start Data rows

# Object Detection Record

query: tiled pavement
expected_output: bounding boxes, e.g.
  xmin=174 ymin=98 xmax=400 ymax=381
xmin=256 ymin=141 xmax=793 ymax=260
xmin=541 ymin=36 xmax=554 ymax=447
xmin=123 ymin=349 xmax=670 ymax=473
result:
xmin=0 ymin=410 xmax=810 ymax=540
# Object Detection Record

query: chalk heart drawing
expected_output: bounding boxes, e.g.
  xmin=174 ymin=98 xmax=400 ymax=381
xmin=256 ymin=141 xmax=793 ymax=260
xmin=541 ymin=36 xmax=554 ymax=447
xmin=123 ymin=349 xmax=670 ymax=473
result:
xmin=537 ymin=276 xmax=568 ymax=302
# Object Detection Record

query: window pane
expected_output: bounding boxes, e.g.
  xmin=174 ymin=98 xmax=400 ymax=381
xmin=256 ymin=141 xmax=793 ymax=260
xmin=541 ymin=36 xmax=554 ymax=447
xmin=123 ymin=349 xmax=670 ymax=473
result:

end Data rows

§ **Problem**:
Set down the records above line for line, with no changes to any character.

§ **Answer to the task**:
# Object Detection Record

query: tiled pavement
expected_output: bounding boxes, e.g.
  xmin=174 ymin=98 xmax=400 ymax=381
xmin=256 ymin=141 xmax=793 ymax=260
xmin=541 ymin=36 xmax=554 ymax=447
xmin=123 ymin=349 xmax=670 ymax=473
result:
xmin=0 ymin=410 xmax=810 ymax=540
# Object Detection Record

query: chalk heart drawing
expected_output: bounding boxes, e.g.
  xmin=174 ymin=98 xmax=400 ymax=381
xmin=256 ymin=141 xmax=793 ymax=260
xmin=541 ymin=36 xmax=554 ymax=447
xmin=123 ymin=349 xmax=670 ymax=473
result:
xmin=537 ymin=276 xmax=568 ymax=302
# Object Detection Record

query: window pane
expected_output: bounding boxes, e.g.
  xmin=174 ymin=98 xmax=400 ymax=381
xmin=256 ymin=141 xmax=793 ymax=260
xmin=541 ymin=36 xmax=554 ymax=447
xmin=123 ymin=349 xmax=670 ymax=473
result:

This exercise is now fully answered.